### [Directions]
For this exercise, retype the lines from the one that holds "Target: roof of single-story home" through the one that holds "x=403, y=349" in the records below, both included, exactly and without pictures.

### [Given data]
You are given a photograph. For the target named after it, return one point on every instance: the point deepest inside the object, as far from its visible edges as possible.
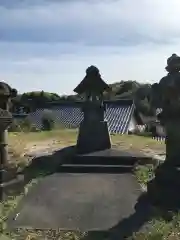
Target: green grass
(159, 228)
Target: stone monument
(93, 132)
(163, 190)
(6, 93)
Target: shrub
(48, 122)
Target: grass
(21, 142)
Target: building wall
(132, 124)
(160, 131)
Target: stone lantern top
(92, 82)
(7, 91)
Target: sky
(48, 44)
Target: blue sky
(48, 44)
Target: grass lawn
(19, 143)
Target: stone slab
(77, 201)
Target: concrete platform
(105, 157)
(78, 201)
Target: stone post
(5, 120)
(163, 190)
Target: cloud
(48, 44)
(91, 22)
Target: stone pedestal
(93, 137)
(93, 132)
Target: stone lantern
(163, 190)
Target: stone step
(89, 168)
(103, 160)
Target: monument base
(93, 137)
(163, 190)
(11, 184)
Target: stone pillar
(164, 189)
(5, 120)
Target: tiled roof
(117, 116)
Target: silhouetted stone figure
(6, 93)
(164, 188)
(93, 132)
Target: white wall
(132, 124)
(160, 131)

==

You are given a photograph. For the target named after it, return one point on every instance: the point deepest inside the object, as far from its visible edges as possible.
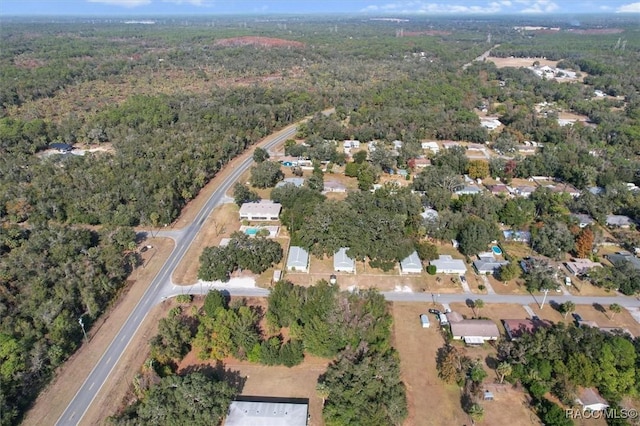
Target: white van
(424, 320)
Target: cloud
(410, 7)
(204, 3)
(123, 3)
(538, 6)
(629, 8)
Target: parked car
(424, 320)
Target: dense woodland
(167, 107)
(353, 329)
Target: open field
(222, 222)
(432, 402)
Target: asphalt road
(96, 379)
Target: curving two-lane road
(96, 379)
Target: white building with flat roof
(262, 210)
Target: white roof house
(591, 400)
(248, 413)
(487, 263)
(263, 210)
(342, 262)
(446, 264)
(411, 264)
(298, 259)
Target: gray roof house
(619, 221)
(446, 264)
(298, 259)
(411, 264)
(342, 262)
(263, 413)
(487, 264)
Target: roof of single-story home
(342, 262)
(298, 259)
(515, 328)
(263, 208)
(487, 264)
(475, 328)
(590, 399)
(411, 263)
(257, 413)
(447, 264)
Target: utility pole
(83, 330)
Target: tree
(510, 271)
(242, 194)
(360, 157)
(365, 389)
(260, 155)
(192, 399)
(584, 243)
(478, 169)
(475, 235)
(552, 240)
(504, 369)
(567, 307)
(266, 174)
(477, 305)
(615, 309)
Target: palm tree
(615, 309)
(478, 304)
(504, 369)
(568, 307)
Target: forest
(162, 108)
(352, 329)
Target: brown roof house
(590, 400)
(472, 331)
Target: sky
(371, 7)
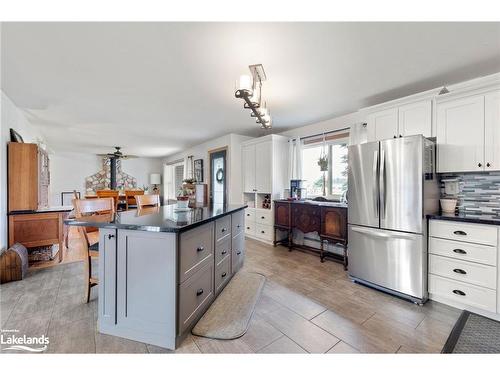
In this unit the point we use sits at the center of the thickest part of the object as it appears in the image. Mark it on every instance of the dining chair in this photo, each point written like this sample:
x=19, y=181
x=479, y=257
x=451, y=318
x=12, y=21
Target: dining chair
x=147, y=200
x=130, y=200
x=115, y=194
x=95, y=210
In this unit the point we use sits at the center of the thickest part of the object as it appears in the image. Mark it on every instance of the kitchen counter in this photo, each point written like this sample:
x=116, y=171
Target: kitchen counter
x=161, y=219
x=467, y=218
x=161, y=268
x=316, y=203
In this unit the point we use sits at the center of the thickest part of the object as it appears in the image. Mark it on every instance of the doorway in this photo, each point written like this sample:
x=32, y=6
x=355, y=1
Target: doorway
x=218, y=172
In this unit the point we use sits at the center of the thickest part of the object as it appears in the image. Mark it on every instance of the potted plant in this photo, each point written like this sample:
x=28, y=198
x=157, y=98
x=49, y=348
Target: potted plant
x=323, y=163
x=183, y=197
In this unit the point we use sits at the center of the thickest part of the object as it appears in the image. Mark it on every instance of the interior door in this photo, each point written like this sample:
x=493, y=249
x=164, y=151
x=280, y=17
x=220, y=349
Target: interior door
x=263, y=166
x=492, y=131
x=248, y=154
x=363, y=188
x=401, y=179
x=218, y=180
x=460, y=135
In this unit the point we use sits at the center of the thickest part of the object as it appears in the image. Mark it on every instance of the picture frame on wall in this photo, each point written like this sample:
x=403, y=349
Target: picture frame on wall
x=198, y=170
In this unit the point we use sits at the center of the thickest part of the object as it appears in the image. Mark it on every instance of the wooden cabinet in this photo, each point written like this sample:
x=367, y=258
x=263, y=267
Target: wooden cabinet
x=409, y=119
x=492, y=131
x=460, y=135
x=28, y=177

* * *

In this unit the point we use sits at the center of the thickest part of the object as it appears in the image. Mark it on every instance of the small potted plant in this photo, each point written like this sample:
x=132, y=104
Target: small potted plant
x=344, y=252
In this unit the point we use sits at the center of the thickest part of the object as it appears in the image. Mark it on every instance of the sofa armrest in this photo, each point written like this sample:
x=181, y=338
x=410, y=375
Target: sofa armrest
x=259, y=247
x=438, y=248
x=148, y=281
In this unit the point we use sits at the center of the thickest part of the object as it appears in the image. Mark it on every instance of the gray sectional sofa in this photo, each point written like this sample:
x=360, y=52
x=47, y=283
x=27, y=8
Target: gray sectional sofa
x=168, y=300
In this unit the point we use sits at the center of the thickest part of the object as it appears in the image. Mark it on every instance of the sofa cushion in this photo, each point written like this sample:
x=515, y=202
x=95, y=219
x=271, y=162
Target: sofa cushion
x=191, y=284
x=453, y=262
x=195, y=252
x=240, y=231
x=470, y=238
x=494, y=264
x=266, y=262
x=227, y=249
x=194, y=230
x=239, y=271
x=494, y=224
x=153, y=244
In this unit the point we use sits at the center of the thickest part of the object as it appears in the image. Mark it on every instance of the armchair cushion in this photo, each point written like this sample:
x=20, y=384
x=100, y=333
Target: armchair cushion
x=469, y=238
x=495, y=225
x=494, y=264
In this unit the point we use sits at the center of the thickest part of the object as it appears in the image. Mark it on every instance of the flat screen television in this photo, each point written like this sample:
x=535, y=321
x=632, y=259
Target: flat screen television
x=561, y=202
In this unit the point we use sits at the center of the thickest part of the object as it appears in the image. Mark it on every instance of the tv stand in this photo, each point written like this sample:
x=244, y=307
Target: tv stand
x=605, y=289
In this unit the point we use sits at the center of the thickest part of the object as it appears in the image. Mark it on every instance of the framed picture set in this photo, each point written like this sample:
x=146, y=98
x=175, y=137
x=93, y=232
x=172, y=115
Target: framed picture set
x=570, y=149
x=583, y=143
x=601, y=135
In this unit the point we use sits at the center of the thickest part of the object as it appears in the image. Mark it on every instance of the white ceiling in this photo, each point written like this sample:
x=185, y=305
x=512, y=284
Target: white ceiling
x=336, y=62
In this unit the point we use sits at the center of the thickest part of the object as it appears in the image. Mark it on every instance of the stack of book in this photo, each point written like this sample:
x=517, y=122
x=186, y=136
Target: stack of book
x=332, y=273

### [Response]
Target: roof of single-story home
(342, 262)
(298, 259)
(515, 328)
(263, 208)
(487, 264)
(475, 328)
(590, 399)
(411, 263)
(257, 413)
(447, 264)
Target: utility pole
(83, 330)
Target: tree
(510, 271)
(242, 194)
(360, 157)
(365, 389)
(260, 155)
(192, 399)
(584, 243)
(478, 169)
(475, 235)
(552, 240)
(504, 369)
(567, 307)
(266, 174)
(477, 305)
(615, 309)
Target: palm tree
(615, 309)
(478, 304)
(504, 369)
(568, 307)
Target: forest
(162, 108)
(352, 329)
Target: brown roof house
(590, 400)
(472, 331)
Target: sky
(371, 7)
In this unit the point we use sits at the center of the thickest part of the object as it appears in the image. Mark it on every instance of the dining chair in this photo, each point written like this sample:
x=19, y=181
x=479, y=257
x=451, y=318
x=12, y=21
Target: dining chair
x=147, y=200
x=130, y=200
x=115, y=194
x=95, y=210
In this unit the point we use sits at the center of the thickest part of the object as it appears in the image. Mark it on every instance of the kitchen counter in this photo, each point written like this sample:
x=116, y=171
Target: kitchen counter
x=161, y=219
x=467, y=218
x=161, y=268
x=316, y=203
In this unit the point we use sits at the center of the thickest part of the object as it appears in the image. Mark it on every instance of the doorway in this photo, each point written like this sample:
x=32, y=6
x=355, y=1
Target: doorway
x=218, y=172
In this unit the point we use sits at the center of the thickest part of the object as it appears in the image. Mark it on every instance of the potted plant in this photo, each point written like this sample:
x=28, y=198
x=157, y=98
x=49, y=348
Target: potted plant
x=323, y=163
x=183, y=197
In this unit the point we use sits at the center of the thickest part of the object as it appears in the image. Mark it on every instance of the interior door in this photo, each point written like this sample:
x=493, y=249
x=164, y=151
x=280, y=17
x=220, y=349
Target: interior door
x=263, y=166
x=492, y=131
x=248, y=154
x=363, y=188
x=401, y=179
x=218, y=180
x=460, y=135
In this unit the point we use sits at the center of the thickest part of the object as it appears in the image. Mark it on every instance of the picture frame on wall in this photo, each point written like this sample:
x=403, y=349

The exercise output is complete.